Task instructions | Restate the entries word for word, omitting nothing.

Excerpted records |
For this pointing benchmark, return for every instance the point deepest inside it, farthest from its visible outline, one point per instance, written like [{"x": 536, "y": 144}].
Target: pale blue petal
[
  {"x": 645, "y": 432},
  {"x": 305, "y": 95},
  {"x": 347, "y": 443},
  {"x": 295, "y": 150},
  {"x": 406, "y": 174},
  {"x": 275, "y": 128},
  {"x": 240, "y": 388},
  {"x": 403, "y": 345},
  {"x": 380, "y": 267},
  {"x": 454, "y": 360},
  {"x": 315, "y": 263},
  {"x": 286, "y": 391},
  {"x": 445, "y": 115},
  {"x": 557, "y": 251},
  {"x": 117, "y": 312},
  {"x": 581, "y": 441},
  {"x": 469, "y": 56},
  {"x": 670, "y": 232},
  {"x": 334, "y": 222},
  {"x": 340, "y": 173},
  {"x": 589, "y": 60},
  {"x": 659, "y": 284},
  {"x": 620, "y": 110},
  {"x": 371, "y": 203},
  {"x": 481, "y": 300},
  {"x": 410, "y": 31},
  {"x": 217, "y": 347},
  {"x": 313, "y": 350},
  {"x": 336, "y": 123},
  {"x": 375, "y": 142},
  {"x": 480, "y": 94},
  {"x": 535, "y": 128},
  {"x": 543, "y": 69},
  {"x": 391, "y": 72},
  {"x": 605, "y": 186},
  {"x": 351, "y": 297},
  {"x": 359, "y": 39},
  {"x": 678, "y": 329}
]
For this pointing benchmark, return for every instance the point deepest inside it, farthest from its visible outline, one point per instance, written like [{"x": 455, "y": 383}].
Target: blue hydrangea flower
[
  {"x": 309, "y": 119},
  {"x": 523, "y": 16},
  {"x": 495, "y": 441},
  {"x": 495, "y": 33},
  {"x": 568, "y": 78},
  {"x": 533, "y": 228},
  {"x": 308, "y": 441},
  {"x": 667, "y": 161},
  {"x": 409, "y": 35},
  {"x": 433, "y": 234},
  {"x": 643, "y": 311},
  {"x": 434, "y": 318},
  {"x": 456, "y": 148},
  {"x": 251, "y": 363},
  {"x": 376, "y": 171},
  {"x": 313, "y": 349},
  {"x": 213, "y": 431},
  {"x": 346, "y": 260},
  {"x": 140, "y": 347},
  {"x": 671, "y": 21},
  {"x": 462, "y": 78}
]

Answer in full |
For this pointing benchmark, return for every instance the point deepest inside it, farthest from its visible outline, one point per instance, written like [{"x": 536, "y": 144}].
Target: pale blue petal
[
  {"x": 645, "y": 432},
  {"x": 305, "y": 95},
  {"x": 347, "y": 443},
  {"x": 295, "y": 150},
  {"x": 406, "y": 174},
  {"x": 275, "y": 128},
  {"x": 240, "y": 388},
  {"x": 403, "y": 345},
  {"x": 380, "y": 267},
  {"x": 454, "y": 360},
  {"x": 315, "y": 263},
  {"x": 286, "y": 391},
  {"x": 445, "y": 115},
  {"x": 557, "y": 251},
  {"x": 117, "y": 312},
  {"x": 581, "y": 441},
  {"x": 469, "y": 56},
  {"x": 670, "y": 232},
  {"x": 334, "y": 222},
  {"x": 340, "y": 173},
  {"x": 589, "y": 60},
  {"x": 659, "y": 284},
  {"x": 620, "y": 110},
  {"x": 371, "y": 203},
  {"x": 481, "y": 300},
  {"x": 410, "y": 31},
  {"x": 217, "y": 347},
  {"x": 313, "y": 350},
  {"x": 336, "y": 123},
  {"x": 375, "y": 142},
  {"x": 480, "y": 94},
  {"x": 535, "y": 128},
  {"x": 543, "y": 69},
  {"x": 391, "y": 72},
  {"x": 605, "y": 186},
  {"x": 351, "y": 297},
  {"x": 359, "y": 39},
  {"x": 678, "y": 329}
]
For this pointing benchmark, return for every instance the point deepest inside it, farthest from its visible outline, one point per instance, written like [{"x": 455, "y": 383}].
Target: blue hydrangea flower
[
  {"x": 309, "y": 119},
  {"x": 523, "y": 16},
  {"x": 495, "y": 441},
  {"x": 495, "y": 33},
  {"x": 568, "y": 78},
  {"x": 533, "y": 228},
  {"x": 308, "y": 441},
  {"x": 667, "y": 161},
  {"x": 409, "y": 35},
  {"x": 433, "y": 234},
  {"x": 643, "y": 311},
  {"x": 434, "y": 318},
  {"x": 456, "y": 148},
  {"x": 251, "y": 363},
  {"x": 376, "y": 171},
  {"x": 313, "y": 349},
  {"x": 213, "y": 431},
  {"x": 346, "y": 260},
  {"x": 140, "y": 347},
  {"x": 671, "y": 21},
  {"x": 462, "y": 78}
]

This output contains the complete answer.